Article:
· · ·
Pfsense vs ubiquity

Soldato
Joined
10 Apr 2004
Posts
13,497
Pretty sure I'm going to go down the pfsense route from reading other threads, but thought I'd check.

I have a NAS running 24/7 and can pass through the NIC to a VM.
I need OpenVPN support
Easy to configure (QoS, OpenVPN, traffic monitoring, etc!)
<£50 for the NIC.


Edgerouter also highly rated but difficult to configure from research (RPI as a configuration host!?) I've done and possible slow OpenVPN speeds.

WiFi currently a RT-N66U which I'll probably replace with a Ubiquity AP.

Any thoughts?
 
PFsense won't be any simpler to configure than ubiquiti stuff but it probably gives you more control than what you need.

what is your definition of NIC? usually that stands for Network Interface Card which is basically a network card. but from your description it seems to be some kind of switch.
· · ·
Region labeling records:
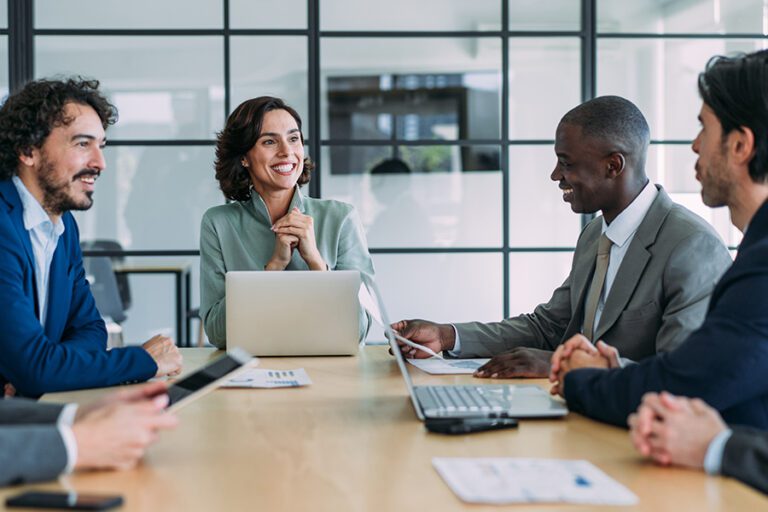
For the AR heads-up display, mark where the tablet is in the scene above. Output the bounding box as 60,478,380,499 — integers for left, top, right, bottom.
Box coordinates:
168,347,256,411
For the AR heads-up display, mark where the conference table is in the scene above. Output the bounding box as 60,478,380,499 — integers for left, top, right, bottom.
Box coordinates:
0,346,768,512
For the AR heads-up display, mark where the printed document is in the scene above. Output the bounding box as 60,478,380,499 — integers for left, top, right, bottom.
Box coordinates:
221,368,312,388
406,357,490,375
432,457,638,505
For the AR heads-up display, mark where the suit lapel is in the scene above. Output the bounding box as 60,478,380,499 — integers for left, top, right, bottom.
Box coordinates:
562,219,602,341
0,180,37,280
595,186,673,340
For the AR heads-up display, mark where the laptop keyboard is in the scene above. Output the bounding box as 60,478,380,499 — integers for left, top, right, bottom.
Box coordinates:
425,386,504,412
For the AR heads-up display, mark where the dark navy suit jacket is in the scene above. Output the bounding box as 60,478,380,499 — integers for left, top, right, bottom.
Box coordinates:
0,180,157,397
565,199,768,429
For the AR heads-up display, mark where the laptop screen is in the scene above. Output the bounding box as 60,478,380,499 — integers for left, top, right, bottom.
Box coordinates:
360,276,424,420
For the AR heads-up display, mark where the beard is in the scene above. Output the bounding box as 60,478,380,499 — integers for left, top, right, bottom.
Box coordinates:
38,157,100,215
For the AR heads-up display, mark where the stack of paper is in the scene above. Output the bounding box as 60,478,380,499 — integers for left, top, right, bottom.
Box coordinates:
432,457,638,505
406,357,490,375
222,368,312,388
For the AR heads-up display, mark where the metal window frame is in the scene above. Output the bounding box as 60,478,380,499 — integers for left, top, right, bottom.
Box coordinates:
0,0,752,317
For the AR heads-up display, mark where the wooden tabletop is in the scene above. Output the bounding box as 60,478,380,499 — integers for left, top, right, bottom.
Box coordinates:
0,347,768,512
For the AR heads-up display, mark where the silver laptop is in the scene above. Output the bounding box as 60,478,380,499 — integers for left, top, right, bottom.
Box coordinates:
226,270,360,356
365,280,568,421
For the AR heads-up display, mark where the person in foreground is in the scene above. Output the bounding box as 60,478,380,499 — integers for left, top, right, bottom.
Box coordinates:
200,96,374,349
550,51,768,429
629,392,768,494
0,79,181,397
0,382,178,486
392,96,731,378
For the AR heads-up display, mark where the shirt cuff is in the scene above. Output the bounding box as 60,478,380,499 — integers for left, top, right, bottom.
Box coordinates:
446,324,461,357
704,428,733,475
56,404,77,473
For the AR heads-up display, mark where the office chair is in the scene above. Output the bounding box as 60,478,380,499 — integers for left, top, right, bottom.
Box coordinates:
83,243,127,348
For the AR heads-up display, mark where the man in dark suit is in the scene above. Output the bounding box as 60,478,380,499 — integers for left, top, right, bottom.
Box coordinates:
0,79,181,397
629,392,768,494
0,382,177,486
392,96,731,378
550,51,768,429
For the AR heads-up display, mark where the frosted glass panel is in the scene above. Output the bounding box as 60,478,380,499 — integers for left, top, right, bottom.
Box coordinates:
321,147,502,247
75,146,224,250
229,0,308,29
509,145,581,247
35,36,224,139
597,39,768,140
230,36,309,124
600,0,768,34
36,0,224,29
509,252,573,316
509,0,581,30
320,0,501,30
368,254,504,341
509,38,581,139
320,37,501,140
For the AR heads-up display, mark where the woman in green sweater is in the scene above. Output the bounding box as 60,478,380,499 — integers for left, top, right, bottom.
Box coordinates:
200,96,374,349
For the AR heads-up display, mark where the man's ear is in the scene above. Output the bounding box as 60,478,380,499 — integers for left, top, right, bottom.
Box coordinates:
19,148,40,167
728,126,755,166
605,151,627,178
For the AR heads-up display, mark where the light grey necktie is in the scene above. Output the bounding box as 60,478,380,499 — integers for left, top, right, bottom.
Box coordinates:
584,233,613,343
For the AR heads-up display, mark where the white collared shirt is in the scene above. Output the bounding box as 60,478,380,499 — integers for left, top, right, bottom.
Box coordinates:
13,176,64,325
595,180,659,328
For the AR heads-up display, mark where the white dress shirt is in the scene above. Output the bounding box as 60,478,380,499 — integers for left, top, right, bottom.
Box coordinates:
448,181,659,357
13,176,64,325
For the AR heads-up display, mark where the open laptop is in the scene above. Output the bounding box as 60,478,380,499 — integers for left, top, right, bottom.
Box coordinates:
· · ·
Goals:
A: In the forum post comparing pfSense and Ubiquiti, what is the price limit set for the NIC?
B: Rewrite the rows from their start through the line containing "425,386,504,412", swapping "AR heads-up display" for "augmented reality headset" and changing nothing else. Leave the pictures out.

Per-task answers:
A: Less than £50.

B:
For the augmented reality headset, mark where the tablet is in the scene above. Output the bounding box as 60,478,380,499 — integers for left, top, right, bottom.
Box coordinates:
168,347,256,411
For the augmented reality headset, mark where the conference table is in the scene above. Output the bounding box as 60,478,380,499 — integers for left, top, right, bottom.
Box coordinates:
0,346,768,512
For the augmented reality headset, mark where the printed document is in the scene above. Output the bounding box as 60,478,380,499 — integers for left, top, right, bottom.
Box coordinates:
221,368,312,388
406,357,490,375
432,457,638,505
For the augmented reality headset, mark where the suit lapel is in the scene above. Output the bounding box as 60,478,380,499 — integers for left, top, right, bottom.
Box coordinates:
562,219,602,341
0,180,37,280
595,186,673,340
For the augmented reality headset, mark where the laptop keyboard is in the scene above. Output the bounding box as 60,478,380,499 — integers for left, top, right, bottom.
Box coordinates:
425,386,504,412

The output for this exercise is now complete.